* EXERCISE A
In the football article, take the part from "Despite the Gulf" up to and including "through Khalfan Ibrahim." and write it out again, substituting "Qatar's coach" for every "Belmadi".
* EXERCISE B
According to the football article, how many different coaches has Qatar had since 1990?

* EXCERPTED TEXT
Despite the Gulf Cup triumph Belmadi, who was appointed last March, will be aware of Qatar’s itchy trigger finger with 30 different coaches taking the hot seat since 1990.
“You would have to ask the Qatari football federation,” he said.
“I’m talking about the game ( against Iran). I don’t have anything to say about that.”
Belmadi said his biggest job had been to lift Qatar’s downcast players after they lost big to UAE despite opening the scoring through Khalfan Ibrahim.
“We played like a friendly game. It wasn’t our day. Especially after the good competition we had at the Gulf Cup, we expected something different,” he said.
“But now it’s in the past and we need a reaction. Of course we are all disappointed and the players more than anyone. They
have now the ambition to make a different game.”
Belmadi added that it was a “decisive” match for Qatar against Carlos Queiroz’s Iran, but said the task was not beyond his players.
“I know this group that I have. I chose them and I know that we are able to change things and I know that we can do much much better, even when things look difficult, for some people impossible. For us it’s not impossible,” he said.
Queiroz revealed he would not rotate his squad as he seeks to build some momentum.
“This will be the opportunity also to establish and keep the core of the team because we’ve not been playing so much,” said the Iran coach.

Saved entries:
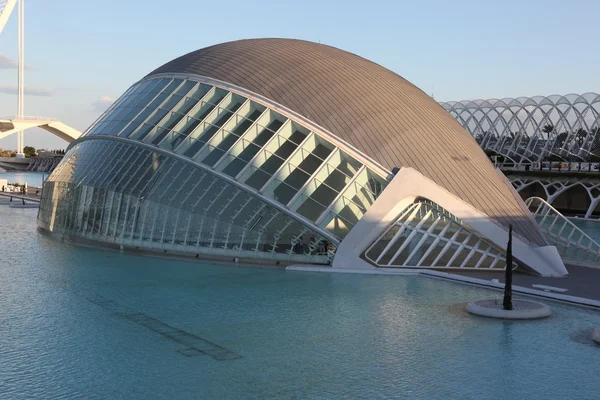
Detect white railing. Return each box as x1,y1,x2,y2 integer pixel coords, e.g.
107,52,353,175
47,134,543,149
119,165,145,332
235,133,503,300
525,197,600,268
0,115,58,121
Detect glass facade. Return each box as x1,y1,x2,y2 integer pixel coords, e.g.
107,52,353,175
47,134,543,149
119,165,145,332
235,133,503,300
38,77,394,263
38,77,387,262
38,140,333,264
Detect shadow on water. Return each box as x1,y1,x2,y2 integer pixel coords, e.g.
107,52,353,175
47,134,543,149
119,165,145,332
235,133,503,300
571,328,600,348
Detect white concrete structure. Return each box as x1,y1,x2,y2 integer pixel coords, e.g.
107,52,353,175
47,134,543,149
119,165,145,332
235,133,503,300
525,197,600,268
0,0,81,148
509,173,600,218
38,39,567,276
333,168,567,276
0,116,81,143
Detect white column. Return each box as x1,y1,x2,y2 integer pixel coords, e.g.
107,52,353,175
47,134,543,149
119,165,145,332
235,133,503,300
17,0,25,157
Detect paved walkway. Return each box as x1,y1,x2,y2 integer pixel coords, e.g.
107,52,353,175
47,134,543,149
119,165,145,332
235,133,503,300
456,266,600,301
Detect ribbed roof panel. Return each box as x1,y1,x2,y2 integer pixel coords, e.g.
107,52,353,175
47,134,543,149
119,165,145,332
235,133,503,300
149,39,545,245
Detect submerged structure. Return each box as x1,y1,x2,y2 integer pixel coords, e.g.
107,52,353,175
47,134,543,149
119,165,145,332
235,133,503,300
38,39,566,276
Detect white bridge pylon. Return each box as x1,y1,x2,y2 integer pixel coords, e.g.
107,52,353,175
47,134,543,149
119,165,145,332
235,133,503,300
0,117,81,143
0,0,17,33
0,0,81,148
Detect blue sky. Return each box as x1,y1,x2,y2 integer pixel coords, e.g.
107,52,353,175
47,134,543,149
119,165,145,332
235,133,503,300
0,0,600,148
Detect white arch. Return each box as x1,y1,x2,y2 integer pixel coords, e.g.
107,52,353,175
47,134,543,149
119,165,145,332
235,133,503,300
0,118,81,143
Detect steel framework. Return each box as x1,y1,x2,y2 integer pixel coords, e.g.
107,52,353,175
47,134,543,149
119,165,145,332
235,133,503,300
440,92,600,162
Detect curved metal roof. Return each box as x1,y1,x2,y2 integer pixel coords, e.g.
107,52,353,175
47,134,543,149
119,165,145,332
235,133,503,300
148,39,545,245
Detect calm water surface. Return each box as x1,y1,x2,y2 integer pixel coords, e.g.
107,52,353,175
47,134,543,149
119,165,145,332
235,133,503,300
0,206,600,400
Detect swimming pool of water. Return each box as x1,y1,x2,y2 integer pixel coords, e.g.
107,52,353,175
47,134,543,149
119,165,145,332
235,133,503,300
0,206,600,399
---
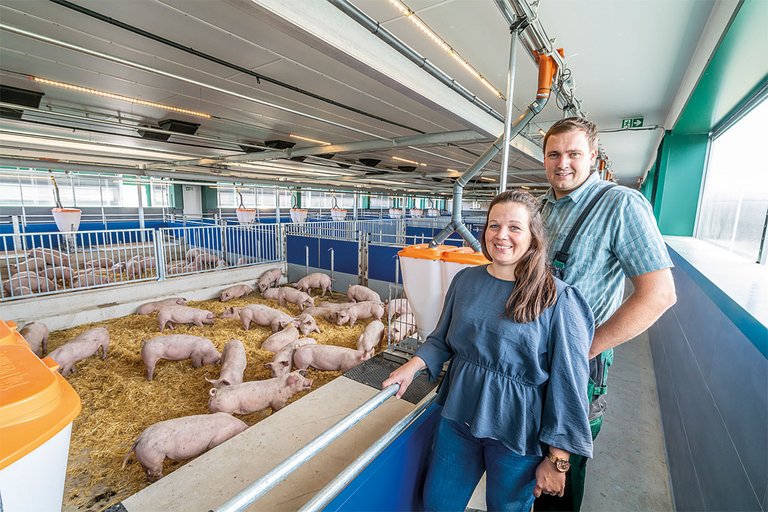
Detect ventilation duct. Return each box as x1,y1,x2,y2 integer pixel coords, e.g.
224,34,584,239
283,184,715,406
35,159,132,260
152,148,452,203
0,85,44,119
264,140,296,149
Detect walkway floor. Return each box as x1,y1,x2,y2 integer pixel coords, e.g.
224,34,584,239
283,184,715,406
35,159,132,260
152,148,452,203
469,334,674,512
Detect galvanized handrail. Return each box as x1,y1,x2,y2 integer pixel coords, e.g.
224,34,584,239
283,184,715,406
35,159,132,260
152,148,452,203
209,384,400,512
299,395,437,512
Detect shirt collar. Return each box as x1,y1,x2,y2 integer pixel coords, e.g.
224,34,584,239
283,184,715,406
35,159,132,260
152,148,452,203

* REPLY A
Despite the Gulf Cup triumph Qatar's coach, who was appointed last March, will be aware of Qatar’s itchy trigger finger with 30 different coaches taking the hot seat since 1990.
“You would have to ask the Qatari football federation,” he said.
“I’m talking about the game ( against Iran). I don’t have anything to say about that.”
Qatar's coach said his biggest job had been to lift Qatar’s downcast players after they lost big to UAE despite opening the scoring through Khalfan Ibrahim.

* REPLY B
30